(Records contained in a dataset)
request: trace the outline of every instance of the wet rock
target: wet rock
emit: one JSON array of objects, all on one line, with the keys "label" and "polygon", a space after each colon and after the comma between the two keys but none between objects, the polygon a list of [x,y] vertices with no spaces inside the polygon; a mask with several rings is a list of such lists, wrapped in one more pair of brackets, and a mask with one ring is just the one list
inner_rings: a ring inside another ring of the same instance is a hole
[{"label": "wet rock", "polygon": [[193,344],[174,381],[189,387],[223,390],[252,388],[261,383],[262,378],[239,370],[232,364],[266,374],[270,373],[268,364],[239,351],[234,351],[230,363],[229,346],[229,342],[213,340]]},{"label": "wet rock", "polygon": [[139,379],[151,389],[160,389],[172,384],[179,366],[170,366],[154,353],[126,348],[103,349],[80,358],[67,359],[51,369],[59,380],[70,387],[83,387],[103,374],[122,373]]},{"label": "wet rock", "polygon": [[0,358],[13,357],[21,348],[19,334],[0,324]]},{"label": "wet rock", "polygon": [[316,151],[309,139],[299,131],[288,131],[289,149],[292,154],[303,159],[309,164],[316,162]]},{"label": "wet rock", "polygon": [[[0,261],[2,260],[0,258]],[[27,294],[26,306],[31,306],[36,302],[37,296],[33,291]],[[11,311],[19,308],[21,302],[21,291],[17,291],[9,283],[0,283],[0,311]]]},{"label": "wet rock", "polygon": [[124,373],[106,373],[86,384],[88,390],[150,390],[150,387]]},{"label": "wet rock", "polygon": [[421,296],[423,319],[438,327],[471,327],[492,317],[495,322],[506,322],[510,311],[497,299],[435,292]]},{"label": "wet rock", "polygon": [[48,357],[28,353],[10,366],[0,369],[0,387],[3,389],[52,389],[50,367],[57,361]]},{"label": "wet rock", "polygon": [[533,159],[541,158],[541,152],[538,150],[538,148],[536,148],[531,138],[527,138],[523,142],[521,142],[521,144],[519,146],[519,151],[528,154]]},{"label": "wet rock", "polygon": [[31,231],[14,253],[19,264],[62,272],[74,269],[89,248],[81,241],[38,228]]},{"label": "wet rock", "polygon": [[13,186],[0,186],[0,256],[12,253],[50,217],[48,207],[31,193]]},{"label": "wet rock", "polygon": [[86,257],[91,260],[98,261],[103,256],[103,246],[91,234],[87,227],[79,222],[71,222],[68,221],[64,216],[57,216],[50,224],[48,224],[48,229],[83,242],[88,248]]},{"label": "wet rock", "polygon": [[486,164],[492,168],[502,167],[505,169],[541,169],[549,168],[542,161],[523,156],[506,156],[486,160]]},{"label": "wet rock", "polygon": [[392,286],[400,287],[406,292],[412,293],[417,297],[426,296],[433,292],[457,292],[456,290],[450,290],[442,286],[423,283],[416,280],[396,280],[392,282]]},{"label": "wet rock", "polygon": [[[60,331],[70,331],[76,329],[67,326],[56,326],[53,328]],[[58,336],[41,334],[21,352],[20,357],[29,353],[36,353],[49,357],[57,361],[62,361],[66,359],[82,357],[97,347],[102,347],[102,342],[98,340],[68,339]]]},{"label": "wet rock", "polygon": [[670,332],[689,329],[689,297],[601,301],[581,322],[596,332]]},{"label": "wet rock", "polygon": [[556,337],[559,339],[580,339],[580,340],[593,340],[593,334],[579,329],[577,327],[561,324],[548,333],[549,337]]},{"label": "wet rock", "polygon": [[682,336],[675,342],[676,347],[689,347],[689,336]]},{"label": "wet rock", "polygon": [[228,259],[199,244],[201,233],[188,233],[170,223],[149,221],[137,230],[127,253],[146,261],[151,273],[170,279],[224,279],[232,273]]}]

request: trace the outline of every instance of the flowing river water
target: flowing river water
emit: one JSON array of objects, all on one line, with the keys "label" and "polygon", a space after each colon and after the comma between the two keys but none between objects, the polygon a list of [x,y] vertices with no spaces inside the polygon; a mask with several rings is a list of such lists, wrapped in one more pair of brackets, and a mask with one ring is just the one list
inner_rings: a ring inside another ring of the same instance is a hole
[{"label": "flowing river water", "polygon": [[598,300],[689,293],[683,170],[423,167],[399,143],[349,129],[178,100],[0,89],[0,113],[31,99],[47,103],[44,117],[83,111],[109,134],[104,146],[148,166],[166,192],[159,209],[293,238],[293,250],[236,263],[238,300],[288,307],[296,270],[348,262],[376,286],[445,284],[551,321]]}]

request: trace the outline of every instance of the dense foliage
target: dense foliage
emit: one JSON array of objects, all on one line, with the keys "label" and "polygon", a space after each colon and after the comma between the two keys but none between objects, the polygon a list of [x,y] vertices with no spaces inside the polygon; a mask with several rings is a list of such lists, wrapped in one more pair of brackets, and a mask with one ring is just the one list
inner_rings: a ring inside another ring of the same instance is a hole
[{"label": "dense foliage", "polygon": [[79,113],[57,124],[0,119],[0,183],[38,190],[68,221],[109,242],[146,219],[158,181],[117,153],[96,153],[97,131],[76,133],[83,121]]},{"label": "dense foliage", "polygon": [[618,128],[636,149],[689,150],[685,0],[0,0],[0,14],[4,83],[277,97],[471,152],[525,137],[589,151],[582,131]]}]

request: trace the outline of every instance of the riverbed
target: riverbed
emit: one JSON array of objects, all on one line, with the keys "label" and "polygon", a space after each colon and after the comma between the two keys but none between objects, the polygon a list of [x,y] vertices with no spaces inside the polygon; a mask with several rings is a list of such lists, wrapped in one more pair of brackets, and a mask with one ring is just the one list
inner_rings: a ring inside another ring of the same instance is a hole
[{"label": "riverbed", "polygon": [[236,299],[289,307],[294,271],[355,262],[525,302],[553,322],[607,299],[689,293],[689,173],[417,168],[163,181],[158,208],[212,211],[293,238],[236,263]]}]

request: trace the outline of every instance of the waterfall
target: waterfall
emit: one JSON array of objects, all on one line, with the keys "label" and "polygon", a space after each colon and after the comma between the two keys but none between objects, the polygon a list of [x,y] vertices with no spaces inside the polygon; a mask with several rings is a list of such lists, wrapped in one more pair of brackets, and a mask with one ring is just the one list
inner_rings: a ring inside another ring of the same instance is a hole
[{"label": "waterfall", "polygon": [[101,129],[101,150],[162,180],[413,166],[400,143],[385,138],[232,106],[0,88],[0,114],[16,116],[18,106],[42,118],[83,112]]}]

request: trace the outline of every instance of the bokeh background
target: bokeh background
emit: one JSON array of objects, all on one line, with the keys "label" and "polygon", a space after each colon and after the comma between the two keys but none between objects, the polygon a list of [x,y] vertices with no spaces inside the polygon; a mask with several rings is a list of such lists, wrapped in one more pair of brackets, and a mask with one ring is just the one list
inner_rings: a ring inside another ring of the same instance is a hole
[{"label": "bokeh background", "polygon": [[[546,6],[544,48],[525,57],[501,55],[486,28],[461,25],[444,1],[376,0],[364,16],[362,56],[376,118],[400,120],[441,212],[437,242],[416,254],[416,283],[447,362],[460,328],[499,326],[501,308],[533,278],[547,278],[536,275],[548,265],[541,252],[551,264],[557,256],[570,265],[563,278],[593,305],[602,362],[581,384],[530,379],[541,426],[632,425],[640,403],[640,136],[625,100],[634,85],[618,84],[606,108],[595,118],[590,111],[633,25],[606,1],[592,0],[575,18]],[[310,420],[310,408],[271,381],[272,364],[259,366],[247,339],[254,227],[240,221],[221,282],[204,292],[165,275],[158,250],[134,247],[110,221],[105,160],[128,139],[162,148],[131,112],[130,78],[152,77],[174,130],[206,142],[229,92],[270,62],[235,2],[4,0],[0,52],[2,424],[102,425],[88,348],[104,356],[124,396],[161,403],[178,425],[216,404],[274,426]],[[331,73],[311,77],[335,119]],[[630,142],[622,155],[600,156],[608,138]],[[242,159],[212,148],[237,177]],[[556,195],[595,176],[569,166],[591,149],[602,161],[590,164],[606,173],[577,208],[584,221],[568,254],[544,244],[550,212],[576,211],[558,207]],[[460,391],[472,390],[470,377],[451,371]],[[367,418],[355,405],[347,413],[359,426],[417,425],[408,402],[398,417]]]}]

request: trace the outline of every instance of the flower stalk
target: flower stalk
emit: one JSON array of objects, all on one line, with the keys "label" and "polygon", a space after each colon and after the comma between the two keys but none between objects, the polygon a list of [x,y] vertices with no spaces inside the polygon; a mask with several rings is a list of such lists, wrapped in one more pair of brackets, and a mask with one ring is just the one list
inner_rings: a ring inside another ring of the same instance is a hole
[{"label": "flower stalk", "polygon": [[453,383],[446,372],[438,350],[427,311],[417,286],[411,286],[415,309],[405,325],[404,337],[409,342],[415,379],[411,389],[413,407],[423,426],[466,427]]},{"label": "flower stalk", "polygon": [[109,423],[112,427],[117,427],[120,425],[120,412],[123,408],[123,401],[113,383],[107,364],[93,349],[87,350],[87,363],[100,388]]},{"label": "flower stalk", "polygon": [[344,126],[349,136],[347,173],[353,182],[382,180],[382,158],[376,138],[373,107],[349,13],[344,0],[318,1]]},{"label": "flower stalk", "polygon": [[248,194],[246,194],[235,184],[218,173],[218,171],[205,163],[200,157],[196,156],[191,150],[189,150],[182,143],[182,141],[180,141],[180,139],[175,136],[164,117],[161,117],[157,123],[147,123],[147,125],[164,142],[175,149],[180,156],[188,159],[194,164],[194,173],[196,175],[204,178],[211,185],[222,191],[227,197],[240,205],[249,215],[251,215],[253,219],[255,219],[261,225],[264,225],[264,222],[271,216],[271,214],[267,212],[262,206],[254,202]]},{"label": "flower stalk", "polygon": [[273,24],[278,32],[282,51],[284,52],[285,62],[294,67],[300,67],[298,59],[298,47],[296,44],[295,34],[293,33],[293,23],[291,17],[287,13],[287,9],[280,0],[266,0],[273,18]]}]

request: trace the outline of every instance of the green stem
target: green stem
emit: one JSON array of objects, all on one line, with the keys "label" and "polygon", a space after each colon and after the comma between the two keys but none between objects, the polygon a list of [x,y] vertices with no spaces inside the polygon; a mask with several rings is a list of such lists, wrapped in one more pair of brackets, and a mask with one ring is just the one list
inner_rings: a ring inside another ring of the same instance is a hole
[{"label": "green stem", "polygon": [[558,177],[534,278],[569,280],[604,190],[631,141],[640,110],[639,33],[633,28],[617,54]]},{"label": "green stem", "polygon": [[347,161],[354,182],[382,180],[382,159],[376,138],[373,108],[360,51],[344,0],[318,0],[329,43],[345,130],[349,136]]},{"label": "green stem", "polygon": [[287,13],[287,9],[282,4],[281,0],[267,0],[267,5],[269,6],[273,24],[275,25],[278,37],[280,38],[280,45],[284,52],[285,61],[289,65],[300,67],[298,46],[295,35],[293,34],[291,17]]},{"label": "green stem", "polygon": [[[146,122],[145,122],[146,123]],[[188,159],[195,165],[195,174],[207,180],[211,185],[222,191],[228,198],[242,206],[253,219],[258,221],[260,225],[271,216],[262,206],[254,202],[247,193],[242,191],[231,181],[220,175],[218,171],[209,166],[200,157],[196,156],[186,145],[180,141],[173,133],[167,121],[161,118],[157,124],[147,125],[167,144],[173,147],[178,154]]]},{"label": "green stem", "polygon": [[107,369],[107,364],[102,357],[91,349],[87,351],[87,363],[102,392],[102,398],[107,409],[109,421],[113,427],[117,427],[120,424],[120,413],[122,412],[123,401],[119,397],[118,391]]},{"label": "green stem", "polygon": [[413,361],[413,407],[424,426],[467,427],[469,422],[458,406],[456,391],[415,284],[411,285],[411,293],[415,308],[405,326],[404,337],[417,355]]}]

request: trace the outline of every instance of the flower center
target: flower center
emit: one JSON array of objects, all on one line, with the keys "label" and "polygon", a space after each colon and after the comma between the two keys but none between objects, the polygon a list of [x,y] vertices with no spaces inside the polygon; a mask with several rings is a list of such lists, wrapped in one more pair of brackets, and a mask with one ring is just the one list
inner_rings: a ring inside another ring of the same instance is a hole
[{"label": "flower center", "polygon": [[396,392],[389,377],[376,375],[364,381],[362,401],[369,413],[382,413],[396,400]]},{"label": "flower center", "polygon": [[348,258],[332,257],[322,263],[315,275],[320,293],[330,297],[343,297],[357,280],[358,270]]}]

▸ Instruction: Transcribe exactly, and only, the lines from the one bearing "the flower center" through the last line of the entries, counting both.

▸ Solution for this task:
request: trace the outline of every instance of the flower center
target: flower center
emit: one JSON array of objects, all on one line, with the keys "label" and "polygon", a space after each colon and after the comma between the two keys but none between objects, the polygon a list of [x,y] vertices with no spaces inside the polygon; a mask with several rings is a list of such lists, wrapped in one more pair of brackets, and a mask with one ring is just the one list
inner_rings: a ring inside another ring of the same instance is a hole
[{"label": "flower center", "polygon": [[396,392],[389,377],[376,375],[364,381],[362,401],[369,413],[382,413],[396,400]]},{"label": "flower center", "polygon": [[348,258],[332,257],[322,263],[315,275],[320,293],[330,297],[343,297],[357,280],[358,270]]}]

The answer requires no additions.